What is required.
Reproduce every one of the entries below word for word, keeping the lines in the same order.
****************************************
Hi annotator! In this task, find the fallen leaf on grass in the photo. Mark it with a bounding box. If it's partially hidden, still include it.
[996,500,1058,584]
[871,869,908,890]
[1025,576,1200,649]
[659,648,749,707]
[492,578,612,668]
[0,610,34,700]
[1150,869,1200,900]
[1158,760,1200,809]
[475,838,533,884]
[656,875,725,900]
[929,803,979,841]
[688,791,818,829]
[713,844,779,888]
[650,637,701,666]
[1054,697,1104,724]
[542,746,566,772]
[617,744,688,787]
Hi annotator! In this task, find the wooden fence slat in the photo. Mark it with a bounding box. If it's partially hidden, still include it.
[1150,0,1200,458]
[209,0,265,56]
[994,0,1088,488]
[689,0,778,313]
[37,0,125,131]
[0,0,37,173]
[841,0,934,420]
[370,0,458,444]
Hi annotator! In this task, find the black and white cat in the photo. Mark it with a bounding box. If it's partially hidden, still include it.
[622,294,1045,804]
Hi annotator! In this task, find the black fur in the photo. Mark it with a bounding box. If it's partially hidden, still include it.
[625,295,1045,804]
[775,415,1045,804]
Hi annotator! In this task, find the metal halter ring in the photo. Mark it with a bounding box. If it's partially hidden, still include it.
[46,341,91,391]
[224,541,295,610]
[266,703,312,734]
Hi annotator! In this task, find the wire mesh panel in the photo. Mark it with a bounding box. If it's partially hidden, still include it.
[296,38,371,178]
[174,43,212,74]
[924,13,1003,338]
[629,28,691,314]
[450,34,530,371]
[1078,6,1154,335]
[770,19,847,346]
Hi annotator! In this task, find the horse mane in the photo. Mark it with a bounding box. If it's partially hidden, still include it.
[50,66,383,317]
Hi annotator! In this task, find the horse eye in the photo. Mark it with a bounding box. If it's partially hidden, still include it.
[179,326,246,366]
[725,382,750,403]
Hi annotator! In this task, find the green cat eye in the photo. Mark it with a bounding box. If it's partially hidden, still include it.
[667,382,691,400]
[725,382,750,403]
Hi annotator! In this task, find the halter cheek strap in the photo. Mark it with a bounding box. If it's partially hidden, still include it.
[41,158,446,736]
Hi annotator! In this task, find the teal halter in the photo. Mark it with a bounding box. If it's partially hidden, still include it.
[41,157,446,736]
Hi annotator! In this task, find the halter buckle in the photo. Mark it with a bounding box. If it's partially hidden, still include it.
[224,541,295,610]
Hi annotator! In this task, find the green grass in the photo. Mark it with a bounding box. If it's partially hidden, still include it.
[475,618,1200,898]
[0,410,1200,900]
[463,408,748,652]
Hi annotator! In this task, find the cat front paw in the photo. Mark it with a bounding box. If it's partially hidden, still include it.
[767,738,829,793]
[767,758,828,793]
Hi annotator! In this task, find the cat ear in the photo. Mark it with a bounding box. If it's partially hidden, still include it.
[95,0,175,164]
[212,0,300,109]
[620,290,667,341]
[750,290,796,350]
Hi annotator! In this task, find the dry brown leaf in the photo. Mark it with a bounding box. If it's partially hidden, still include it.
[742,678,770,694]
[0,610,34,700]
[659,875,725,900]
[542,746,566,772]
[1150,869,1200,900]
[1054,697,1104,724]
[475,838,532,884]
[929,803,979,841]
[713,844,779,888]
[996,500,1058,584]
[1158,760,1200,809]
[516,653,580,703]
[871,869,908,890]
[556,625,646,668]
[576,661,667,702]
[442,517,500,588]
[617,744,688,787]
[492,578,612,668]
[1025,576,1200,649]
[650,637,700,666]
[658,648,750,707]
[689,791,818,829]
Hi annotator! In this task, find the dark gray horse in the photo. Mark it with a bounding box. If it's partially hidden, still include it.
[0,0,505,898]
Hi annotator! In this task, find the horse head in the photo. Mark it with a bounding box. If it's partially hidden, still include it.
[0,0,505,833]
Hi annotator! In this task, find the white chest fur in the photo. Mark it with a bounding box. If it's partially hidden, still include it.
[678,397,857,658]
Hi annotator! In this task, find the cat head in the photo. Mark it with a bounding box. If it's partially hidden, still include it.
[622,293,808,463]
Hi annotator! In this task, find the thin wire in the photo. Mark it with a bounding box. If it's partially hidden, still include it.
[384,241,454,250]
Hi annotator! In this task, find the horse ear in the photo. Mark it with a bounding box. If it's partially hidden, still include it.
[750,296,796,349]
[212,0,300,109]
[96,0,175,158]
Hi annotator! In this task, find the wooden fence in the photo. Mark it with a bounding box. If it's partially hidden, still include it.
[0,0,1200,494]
****************************************
Answer to the task.
Hi annotator! In this task, find the fallen leaf on grass in the photo. Mark it with a bounding box. If it's partially hidden, still include it.
[996,500,1058,584]
[871,869,908,890]
[1025,576,1200,649]
[659,648,749,707]
[492,578,612,668]
[0,610,34,700]
[1150,869,1200,900]
[1158,760,1200,809]
[475,838,533,884]
[656,875,725,900]
[929,803,979,841]
[688,791,818,829]
[713,844,779,888]
[650,637,701,666]
[1054,697,1104,724]
[542,746,566,772]
[617,744,688,787]
Hi annotator! In this task, find the wooden fence slat in the photo. Mark it with a bounding box. If it's partially hidden, still include it.
[1150,0,1200,458]
[209,0,265,56]
[994,0,1088,488]
[689,0,778,313]
[37,0,125,131]
[0,0,37,173]
[841,0,934,420]
[370,0,458,444]
Hi annotator! In this task, find the black and white cat in the photo. Mark it with a bounding box. If it's partially hidden, still include it.
[622,294,1045,804]
Hi annotator! In this task, find the black fur in the photo. Mark it with a bounding box. If it's partially hidden, still include it.
[625,295,1045,804]
[775,415,1045,804]
Hi annotator! In this task, find the metal halter ring in the photo. Mark it with a bounding box. If it's partially hidden, still include it.
[46,341,91,391]
[224,541,295,610]
[266,703,312,734]
Hi annotator! In this task, find the wire mesh panel in the photo. Mark it with a bounding box. If it's partially hidden, still include it.
[296,38,371,178]
[174,43,212,74]
[924,13,1003,338]
[629,28,691,314]
[450,34,530,371]
[1078,6,1154,335]
[770,19,847,346]
Hi annotator! In this task, find the horse mane in the photo. Mark it with a bounding box. If it's partially hidden, still include it.
[50,66,383,317]
Hi annotator! In this task, find the horse eye in the photo. Mark it with a bounding box. If it's partially hidden, still include it.
[179,326,246,366]
[725,382,750,403]
Hi annotator! In this task, find the green cat eye in the photo. Mark it with a bounding box. If it's partially hidden, still include it.
[667,382,691,400]
[725,382,750,403]
Hi annotator! In this task, find the halter cheek strap in the photo. Mark it with a bounding box. If it's partially hidden, still include it.
[41,158,446,736]
Hi annotator! In this task, find the teal halter in the photo. Mark it with a bounding box. If it's partially hidden, still include it.
[41,157,446,736]
Hi annotator! In this task, find the halter buckle in the photo. Mark it with a bounding box. If it's partially hidden, still include it.
[224,541,295,610]
Hi annotator! In this task, find the green grass in the photo. Mark it with a bounding box. If it's partially hidden, still include it.
[475,618,1200,898]
[0,410,1200,900]
[463,408,748,652]
Hi annotator! In this task, find the cat front paw in the photo. Mark it with a bounding box. If it's partially hidden, still include it.
[767,738,829,793]
[767,758,828,793]
Hi annotator! In this task, find the cat ear in the photo. Mark it with a bounding box. If it's partially hidden, still include it.
[95,0,175,164]
[212,0,300,109]
[620,290,667,341]
[750,290,796,350]
Hi annotator! In this task, find the dry brown leaf in the photo. Mark it with a bounding box. If it's partially hidden, still include it.
[742,678,770,694]
[0,610,34,700]
[659,875,725,900]
[542,746,566,772]
[1150,869,1200,900]
[1054,697,1104,724]
[475,838,532,884]
[929,803,979,841]
[713,844,779,888]
[996,500,1058,584]
[1158,760,1200,809]
[516,653,580,703]
[871,869,908,890]
[556,625,646,668]
[576,661,667,702]
[442,517,500,588]
[617,744,688,787]
[492,578,612,668]
[1025,576,1200,649]
[650,637,700,666]
[658,648,750,707]
[689,791,818,829]
Hi annotator! In this task, find the dark gray horse in the photo. Mark it with a bounding box. If it's partially hidden, still include it.
[0,0,505,898]
Hi annotator! In this task, find the horse head in the photo. Mark it with a bounding box. If it's partially hidden, still include it.
[0,0,505,833]
Hi annotator! In this task, find the white chest fur in the photo. Mark it with a bounding box. If it's partially hidden, still include it.
[678,397,857,658]
Hi annotator! In this task, find the cat head in the photo. Mark it with a bounding box. If it's partially hidden, still include it.
[622,293,808,463]
Hi annotator! In this task, find the thin wire in the photo. Mark it with a bounding box. If it's partially hidden, still include it.
[384,241,454,250]
Hi annotator! In this task, find the horse ear in the photo. Mark it with a bounding box. If it's partially hidden, still include it.
[750,296,796,349]
[212,0,300,109]
[96,0,175,158]
Hi annotator! In this task, find the wooden fence in the photo. Mark it with a bounding box. If it's partially hidden, still include it.
[0,0,1200,494]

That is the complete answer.